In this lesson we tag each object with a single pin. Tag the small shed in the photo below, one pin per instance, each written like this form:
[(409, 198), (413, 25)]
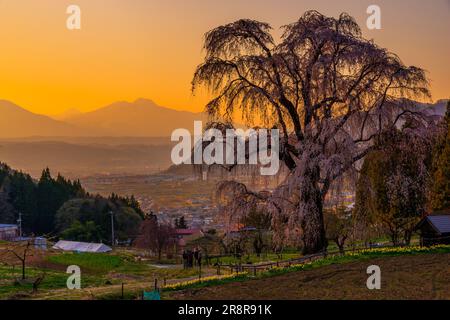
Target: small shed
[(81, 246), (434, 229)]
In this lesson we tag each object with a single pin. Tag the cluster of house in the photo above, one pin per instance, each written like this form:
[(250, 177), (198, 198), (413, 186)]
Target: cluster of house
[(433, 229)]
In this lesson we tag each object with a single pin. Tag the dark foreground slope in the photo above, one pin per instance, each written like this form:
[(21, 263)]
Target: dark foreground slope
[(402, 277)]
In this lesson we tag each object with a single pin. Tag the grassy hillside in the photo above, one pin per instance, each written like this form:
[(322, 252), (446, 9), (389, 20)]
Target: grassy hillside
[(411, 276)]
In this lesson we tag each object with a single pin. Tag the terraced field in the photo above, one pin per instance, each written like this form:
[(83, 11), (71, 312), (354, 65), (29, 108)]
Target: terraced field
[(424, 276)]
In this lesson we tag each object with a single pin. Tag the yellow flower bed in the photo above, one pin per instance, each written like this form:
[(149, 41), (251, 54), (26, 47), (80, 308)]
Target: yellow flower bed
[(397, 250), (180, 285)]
==
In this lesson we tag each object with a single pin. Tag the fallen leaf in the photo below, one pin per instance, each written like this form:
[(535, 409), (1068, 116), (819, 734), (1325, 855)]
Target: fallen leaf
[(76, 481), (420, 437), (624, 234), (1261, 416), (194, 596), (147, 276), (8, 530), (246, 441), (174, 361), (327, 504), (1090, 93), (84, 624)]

* What the exercise asks *
Rescale the listing from the line containing "Tag the small" down to the line containing "[(433, 229)]". Reproduce those lines with the requests and their format samples unchanged, multiply each point coordinate in the answers by 1.5 and round to whole numbers (halves up), and leave the pictures out.

* Final answer *
In this lesson we tag each object with a single pin. Tag the small shed in the photo below, one pin per instance, each written like this form:
[(409, 198), (413, 25)]
Target: small shed
[(122, 369), (651, 344)]
In this lesson we tag each object with a single pin. Tag the cluster of house in the photo above, one pin per instance, each written like this form:
[(250, 177), (198, 198), (413, 186)]
Target: cluster of house
[(650, 344)]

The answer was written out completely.